§ Dataset content

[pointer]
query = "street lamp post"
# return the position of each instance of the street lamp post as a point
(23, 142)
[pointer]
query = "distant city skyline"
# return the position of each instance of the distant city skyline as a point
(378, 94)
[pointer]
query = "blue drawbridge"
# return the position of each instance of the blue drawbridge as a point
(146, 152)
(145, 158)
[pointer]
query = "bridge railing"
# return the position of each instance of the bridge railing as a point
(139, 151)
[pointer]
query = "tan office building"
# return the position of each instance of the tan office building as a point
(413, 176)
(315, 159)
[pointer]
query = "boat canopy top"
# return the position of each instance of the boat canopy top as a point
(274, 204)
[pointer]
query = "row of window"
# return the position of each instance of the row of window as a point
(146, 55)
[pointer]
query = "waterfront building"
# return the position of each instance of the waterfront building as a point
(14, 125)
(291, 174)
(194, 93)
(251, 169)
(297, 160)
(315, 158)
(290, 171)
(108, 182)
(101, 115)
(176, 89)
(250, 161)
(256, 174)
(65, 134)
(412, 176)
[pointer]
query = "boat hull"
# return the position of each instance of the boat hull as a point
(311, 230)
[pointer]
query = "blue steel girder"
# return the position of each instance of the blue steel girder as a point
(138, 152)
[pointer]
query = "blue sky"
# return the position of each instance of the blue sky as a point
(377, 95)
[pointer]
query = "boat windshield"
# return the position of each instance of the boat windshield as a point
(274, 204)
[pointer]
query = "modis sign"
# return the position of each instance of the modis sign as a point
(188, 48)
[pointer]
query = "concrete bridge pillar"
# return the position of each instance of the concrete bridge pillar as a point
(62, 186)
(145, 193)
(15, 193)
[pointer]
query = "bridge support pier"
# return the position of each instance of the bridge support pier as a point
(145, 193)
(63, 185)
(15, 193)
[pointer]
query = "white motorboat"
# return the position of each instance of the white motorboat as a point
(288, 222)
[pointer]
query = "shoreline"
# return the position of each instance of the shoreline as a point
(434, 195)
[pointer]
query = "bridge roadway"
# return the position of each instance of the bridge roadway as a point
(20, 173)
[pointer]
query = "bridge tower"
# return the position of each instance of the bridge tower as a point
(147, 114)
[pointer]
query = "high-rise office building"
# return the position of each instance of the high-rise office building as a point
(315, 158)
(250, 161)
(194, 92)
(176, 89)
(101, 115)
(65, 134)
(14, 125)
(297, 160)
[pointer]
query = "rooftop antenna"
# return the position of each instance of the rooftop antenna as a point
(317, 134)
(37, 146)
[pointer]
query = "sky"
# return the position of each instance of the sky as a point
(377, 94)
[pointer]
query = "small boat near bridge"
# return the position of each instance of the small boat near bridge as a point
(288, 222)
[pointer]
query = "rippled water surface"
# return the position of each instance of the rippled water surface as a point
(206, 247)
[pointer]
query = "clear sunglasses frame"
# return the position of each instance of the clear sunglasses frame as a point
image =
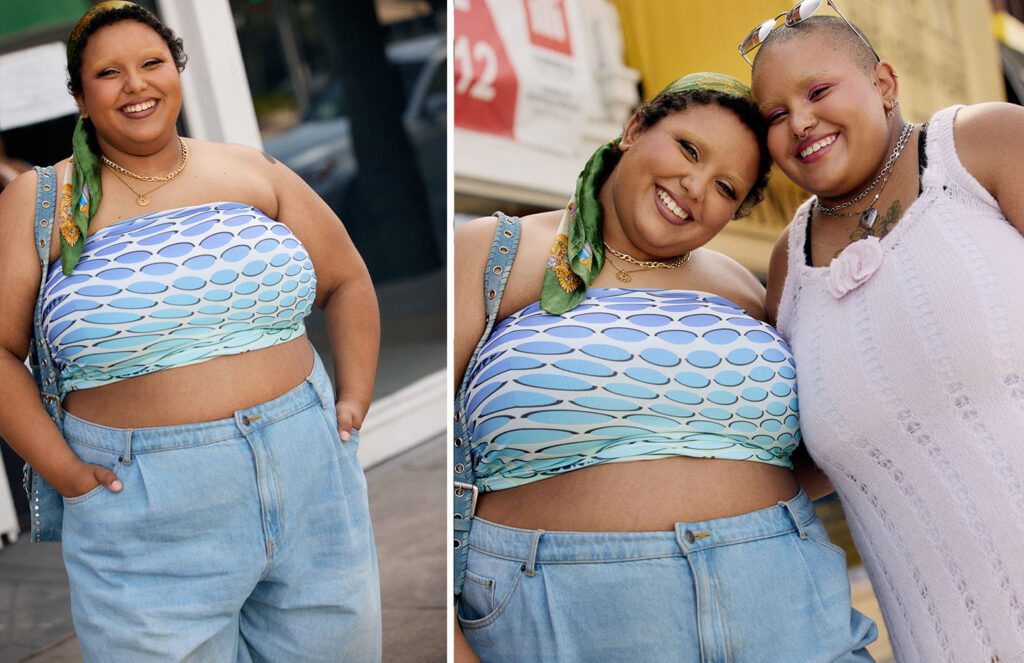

§ Exercise goal
What is the number of lines above that contain the word "sunglasses"? Answer with that number only.

§ Task answer
2